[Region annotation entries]
== == ==
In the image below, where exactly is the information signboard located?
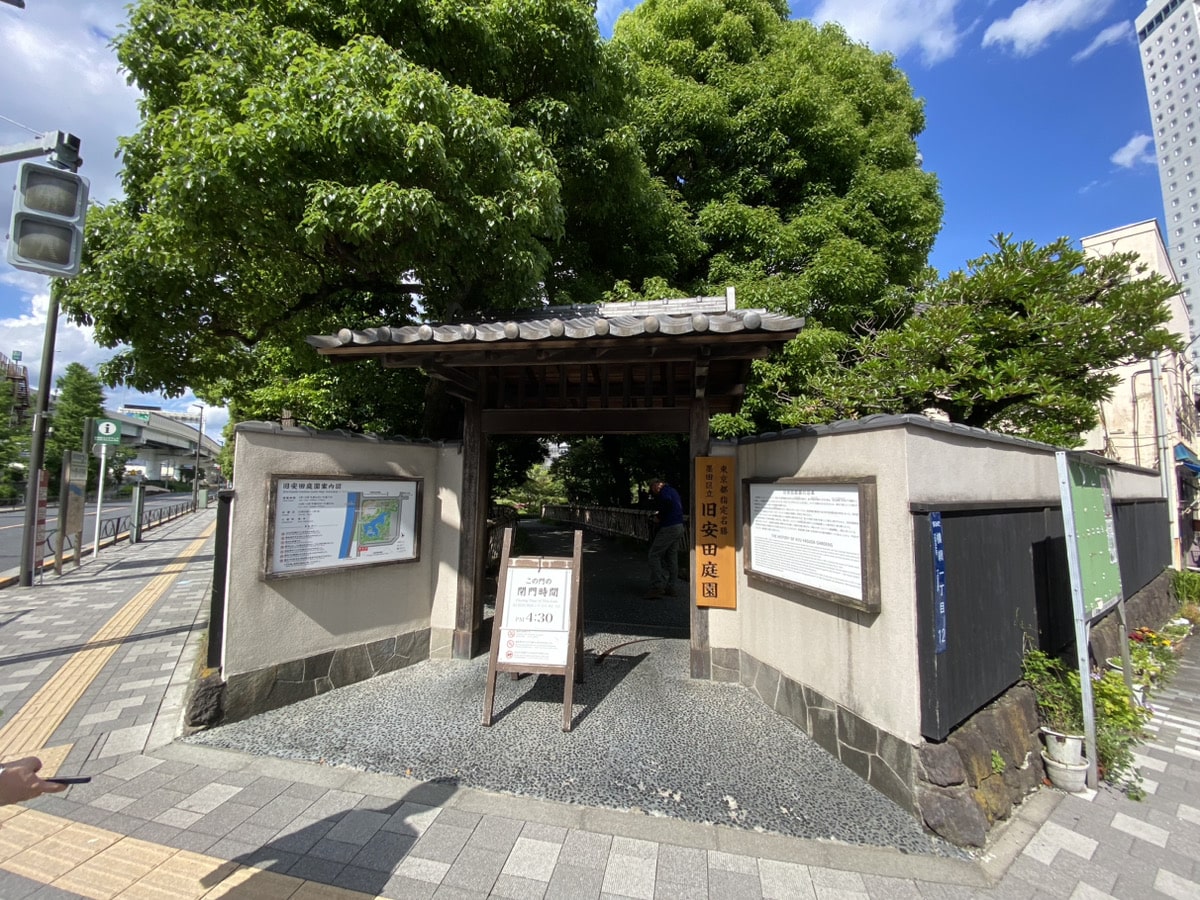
[743,478,880,612]
[1055,450,1132,788]
[96,419,121,444]
[692,456,738,610]
[484,528,583,731]
[1058,451,1123,619]
[266,475,421,577]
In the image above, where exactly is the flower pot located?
[1042,750,1087,793]
[1042,725,1084,766]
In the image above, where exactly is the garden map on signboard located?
[266,475,421,577]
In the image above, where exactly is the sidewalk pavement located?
[0,510,1200,900]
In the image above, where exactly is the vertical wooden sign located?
[484,528,583,731]
[692,456,738,610]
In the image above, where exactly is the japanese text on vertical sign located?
[694,456,737,610]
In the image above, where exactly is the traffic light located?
[8,162,88,277]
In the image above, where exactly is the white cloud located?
[983,0,1112,56]
[812,0,962,65]
[1070,20,1134,62]
[1109,134,1154,169]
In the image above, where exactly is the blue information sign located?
[929,512,946,653]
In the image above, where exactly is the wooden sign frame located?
[484,528,583,731]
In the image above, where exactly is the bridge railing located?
[541,504,653,541]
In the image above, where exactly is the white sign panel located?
[749,484,863,600]
[497,565,571,666]
[269,476,420,575]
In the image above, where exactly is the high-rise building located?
[1135,0,1200,335]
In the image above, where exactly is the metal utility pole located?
[17,300,59,588]
[0,130,86,587]
[192,403,204,510]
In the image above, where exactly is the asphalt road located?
[0,492,192,572]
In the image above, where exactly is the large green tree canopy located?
[734,235,1182,446]
[613,0,942,330]
[60,0,940,441]
[62,0,686,425]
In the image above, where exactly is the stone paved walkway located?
[0,511,1200,900]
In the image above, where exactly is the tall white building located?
[1136,0,1200,335]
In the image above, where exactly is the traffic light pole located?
[0,131,83,587]
[17,287,59,588]
[0,131,83,172]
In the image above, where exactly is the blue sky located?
[0,0,1163,436]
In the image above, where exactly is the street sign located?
[96,419,121,444]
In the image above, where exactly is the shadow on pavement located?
[200,779,460,900]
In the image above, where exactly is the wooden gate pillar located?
[451,401,487,659]
[688,397,713,679]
== == ==
Please convert the material above into a Markdown table with the columns Row and Line, starting at the line containing "In the image above, where exactly is the flower" and ending at the line containing "[1136,0,1200,335]". Give each line its row number and leave out blank lines.

| Row | Line |
|---|---|
| 1 | In the image above, where exactly is the flower pot located? |
| 2 | [1042,750,1087,793] |
| 3 | [1042,725,1084,766] |
| 4 | In the image above, where exactly is the garden map on signboard located? |
| 5 | [266,475,421,577] |
| 6 | In the image above, where exactly is the sidewalk pavement located? |
| 7 | [0,510,1200,900] |
| 8 | In the image above, where exactly is the vertical wooden sign located? |
| 9 | [484,528,583,731] |
| 10 | [692,456,738,610] |
| 11 | In the image above, where exactly is the japanese text on vertical sign located? |
| 12 | [694,456,737,610] |
| 13 | In the image above, where exactly is the traffic light located? |
| 14 | [8,162,88,277] |
| 15 | In the image above, where exactly is the white cloud located? |
| 16 | [983,0,1112,56] |
| 17 | [812,0,962,65] |
| 18 | [1070,20,1134,62] |
| 19 | [1109,134,1154,169] |
| 20 | In the image above, where exactly is the blue information sign located? |
| 21 | [929,512,946,653] |
| 22 | In the image above, where exactly is the wooden sign frame located? |
| 23 | [484,528,583,731] |
| 24 | In the image above, where exactly is the bridge railing located? |
| 25 | [541,504,653,541] |
| 26 | In the image above, where exactly is the white sign panel located? |
| 27 | [749,484,863,600] |
| 28 | [497,565,571,666] |
| 29 | [269,476,420,575] |
| 30 | In the image above, where exactly is the high-rise building located? |
| 31 | [1135,0,1200,335] |
| 32 | In the image above, where exactly is the metal utility pole located? |
| 33 | [17,300,59,588] |
| 34 | [0,130,86,587] |
| 35 | [192,403,204,510] |
| 36 | In the image above, where exactly is the asphalt road located? |
| 37 | [0,492,192,572] |
| 38 | In the image above, where exactly is the large green tree canopy located? |
| 39 | [734,235,1182,446] |
| 40 | [613,0,942,330] |
| 41 | [60,0,940,441] |
| 42 | [62,0,686,425] |
| 43 | In the image above, where exactly is the stone paved walkway located? |
| 44 | [0,511,1200,900] |
| 45 | In the image above, where exactly is the tall white building located? |
| 46 | [1136,0,1200,335] |